▶ Excerpt provided:

== Segment start ==

I am starting to write this post waiting for the clock to hit 4:45 so I can hit the road and drive home for Thanksgiving break. What I’m doing this year is strikingly similar to what I did 365 days ago. The only difference is one person. The only difference is the biggest difference there could ever be. My Dad. This will be my first Thanksgiving without his prominent presence that was the centerpiece of our family fun and laughter.
I drove home from Boone on the Tuesday before Thanksgiving and prepared to leave for Florida the next morning with my mom, dad, sister, and two perfect little wiener dogs. It was a long, irritating drive down to Jensen Beach, Florida to visit my Dad’s sisters who live there. Dad yelled at my sister when we went to McDonalds and she got a frappe and couldn’t just get “a normal coffee.” He would get upset about little things like that and we were never sure why- regardless, it made for a funny family joke throughout our next year together. Little did we know, the hourglass of time as a family of four was running thin.
We stayed in Jensen Beach for four or five days and spent family time in the warm Floridian sunshine, went to DQ far too many times, and took family photos on the beach where my dad put a mini Santa hat, meant for a dog, on his bald head. To celebrate my Aunt’s birthday we went to a sports bar where the family got loud, per usual, and a little too drunk. We laughed so much that week. Something that sticks out to me, however, is that I mark Thanksgiving 2015 as being the time that everything started to go downhill. One of the last times I really got to be around my whole family where the conversation wasn’t solely centered around cancer. One of the last times everything was normal. I remember shoving my face with mashed potatoes, and after my Dad finished his plate, he was complaining about his stomach being in immense pain. It was beginning to become hard for him to eat any full meals without agony. It was also when my gut feelings arose that this wasn’t just some small intestinal blockage that doctors have seen hundreds of times… I knew it was more than that from the start. This was the last real time I saw my happy, sarcastic, and carefree father. My father as he was.

== Segment end ==

▶ Exercise: Copy out word for word the portion of the Thanksgiving post starting with "I am starting" and going on through "fun and laughter.".

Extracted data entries
== Segment start ==

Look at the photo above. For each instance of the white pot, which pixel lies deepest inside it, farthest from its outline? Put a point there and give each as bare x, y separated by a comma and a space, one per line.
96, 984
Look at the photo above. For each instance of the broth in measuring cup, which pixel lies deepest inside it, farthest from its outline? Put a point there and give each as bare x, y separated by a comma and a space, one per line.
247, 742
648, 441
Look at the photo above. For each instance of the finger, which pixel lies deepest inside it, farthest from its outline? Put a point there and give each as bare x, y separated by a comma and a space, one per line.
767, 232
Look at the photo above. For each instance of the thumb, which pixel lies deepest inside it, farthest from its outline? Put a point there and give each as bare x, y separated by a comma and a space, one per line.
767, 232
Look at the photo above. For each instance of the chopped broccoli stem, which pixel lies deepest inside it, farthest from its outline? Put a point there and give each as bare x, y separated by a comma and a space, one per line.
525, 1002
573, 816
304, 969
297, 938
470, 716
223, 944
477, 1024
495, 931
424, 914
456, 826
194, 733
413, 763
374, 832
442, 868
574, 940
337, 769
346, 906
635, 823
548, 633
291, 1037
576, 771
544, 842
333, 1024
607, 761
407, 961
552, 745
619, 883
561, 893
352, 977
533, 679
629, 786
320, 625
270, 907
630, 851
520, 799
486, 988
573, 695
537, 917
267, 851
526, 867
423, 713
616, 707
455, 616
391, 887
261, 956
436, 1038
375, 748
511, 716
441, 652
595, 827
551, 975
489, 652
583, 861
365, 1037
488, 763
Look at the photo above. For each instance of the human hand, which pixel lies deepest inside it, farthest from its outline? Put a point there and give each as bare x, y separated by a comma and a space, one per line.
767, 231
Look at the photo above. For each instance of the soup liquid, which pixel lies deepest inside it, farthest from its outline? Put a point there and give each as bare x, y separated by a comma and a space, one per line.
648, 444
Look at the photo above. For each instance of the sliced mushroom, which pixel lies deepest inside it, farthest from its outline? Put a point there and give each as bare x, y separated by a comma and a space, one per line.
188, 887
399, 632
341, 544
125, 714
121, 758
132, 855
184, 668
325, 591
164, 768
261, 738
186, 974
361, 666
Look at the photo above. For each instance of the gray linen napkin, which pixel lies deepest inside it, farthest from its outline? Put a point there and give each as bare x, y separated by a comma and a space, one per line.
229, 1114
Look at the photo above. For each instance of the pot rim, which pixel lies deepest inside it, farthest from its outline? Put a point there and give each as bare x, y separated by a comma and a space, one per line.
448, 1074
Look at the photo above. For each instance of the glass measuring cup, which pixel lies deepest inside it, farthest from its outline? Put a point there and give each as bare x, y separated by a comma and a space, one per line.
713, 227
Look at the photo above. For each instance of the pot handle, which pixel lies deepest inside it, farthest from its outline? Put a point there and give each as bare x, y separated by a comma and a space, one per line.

== Segment end ==

▶ Reply:
I am starting to write this post waiting for the clock to hit 4:45 so I can hit the road and drive home for Thanksgiving break. What I’m doing this year is strikingly similar to what I did 365 days ago. The only difference is one person. The only difference is the biggest difference there could ever be. My Dad. This will be my first Thanksgiving without his prominent presence that was the centerpiece of our family fun and laughter.